Records from a dataset:
(begin)
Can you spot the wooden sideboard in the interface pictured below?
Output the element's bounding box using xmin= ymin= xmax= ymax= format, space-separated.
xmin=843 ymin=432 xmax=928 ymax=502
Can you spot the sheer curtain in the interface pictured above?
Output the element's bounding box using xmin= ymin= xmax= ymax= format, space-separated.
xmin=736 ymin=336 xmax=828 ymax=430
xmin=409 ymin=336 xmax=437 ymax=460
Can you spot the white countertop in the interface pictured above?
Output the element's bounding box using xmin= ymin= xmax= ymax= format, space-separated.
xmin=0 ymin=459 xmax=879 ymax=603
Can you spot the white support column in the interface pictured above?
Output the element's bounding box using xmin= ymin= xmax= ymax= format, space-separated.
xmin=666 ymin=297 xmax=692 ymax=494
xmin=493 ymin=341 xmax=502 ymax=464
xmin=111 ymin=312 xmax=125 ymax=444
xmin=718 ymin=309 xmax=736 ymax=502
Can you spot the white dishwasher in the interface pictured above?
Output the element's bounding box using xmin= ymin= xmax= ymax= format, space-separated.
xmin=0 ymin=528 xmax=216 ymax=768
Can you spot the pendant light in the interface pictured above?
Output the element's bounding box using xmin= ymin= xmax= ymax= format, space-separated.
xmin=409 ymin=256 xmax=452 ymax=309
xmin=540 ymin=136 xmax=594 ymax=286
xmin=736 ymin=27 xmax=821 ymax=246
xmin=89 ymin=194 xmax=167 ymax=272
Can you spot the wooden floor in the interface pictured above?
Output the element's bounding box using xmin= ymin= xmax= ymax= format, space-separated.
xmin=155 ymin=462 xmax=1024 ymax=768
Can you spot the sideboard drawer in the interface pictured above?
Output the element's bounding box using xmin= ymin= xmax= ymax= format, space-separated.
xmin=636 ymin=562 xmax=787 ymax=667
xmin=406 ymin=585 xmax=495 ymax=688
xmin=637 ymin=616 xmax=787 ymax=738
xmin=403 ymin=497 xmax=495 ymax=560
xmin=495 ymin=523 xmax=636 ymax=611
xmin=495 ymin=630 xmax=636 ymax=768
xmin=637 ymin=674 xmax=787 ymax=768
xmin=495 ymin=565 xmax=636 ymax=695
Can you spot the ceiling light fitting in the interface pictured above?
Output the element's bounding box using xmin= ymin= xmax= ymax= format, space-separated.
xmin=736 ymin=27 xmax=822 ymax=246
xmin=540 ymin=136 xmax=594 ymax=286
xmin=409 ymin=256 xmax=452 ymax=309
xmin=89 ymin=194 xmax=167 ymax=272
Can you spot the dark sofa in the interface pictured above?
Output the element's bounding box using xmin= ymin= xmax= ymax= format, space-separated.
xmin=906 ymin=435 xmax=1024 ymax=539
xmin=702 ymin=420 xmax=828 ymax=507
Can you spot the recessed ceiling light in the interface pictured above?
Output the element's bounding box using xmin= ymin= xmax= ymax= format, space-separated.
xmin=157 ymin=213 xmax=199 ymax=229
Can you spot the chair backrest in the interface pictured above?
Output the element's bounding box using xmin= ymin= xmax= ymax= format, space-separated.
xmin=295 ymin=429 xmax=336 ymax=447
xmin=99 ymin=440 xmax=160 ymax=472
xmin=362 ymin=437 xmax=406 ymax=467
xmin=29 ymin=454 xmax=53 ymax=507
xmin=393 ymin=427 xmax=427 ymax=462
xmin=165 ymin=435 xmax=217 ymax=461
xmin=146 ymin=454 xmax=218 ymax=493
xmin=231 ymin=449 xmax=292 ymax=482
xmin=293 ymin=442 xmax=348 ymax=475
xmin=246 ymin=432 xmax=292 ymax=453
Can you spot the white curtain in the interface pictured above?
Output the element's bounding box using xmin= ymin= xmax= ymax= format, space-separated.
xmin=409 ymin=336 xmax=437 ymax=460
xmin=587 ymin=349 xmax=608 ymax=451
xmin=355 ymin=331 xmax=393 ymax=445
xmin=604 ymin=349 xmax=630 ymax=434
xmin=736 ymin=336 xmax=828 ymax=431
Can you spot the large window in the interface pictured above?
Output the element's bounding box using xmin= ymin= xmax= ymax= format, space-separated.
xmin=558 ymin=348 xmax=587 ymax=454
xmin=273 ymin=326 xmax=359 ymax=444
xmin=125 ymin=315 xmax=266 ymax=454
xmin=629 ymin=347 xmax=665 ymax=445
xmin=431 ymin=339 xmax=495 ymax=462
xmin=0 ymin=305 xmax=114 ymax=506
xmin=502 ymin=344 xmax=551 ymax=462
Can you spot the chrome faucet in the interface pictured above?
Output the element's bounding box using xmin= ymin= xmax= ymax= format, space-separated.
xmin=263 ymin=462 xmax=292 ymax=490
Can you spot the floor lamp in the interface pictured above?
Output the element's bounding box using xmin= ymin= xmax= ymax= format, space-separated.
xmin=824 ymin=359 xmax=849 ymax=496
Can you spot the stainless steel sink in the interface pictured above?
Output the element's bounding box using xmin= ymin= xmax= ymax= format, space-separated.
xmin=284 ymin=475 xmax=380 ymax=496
(end)
SET PROBLEM:
Reproduce verbatim the lines of the material above, beginning with the line containing "Can you spot the white dishwasher" and continuing through the line containing "xmin=155 ymin=462 xmax=1024 ymax=768".

SOLUTION:
Can you spot the white dishwasher in the interface pictured above?
Output the element's bounding box using xmin= ymin= xmax= ymax= format, space-separated.
xmin=0 ymin=528 xmax=216 ymax=768
Can you spot the pendant light in the interface pictured above?
Output the element's bounding box using xmin= ymin= xmax= ymax= format, space-separated.
xmin=409 ymin=256 xmax=452 ymax=309
xmin=540 ymin=136 xmax=594 ymax=286
xmin=736 ymin=27 xmax=821 ymax=246
xmin=89 ymin=194 xmax=167 ymax=272
Can you spot the wooden floor in the interface pictured above?
Output the element's bounding box using xmin= ymin= xmax= ymax= format, space-separated.
xmin=155 ymin=462 xmax=1024 ymax=768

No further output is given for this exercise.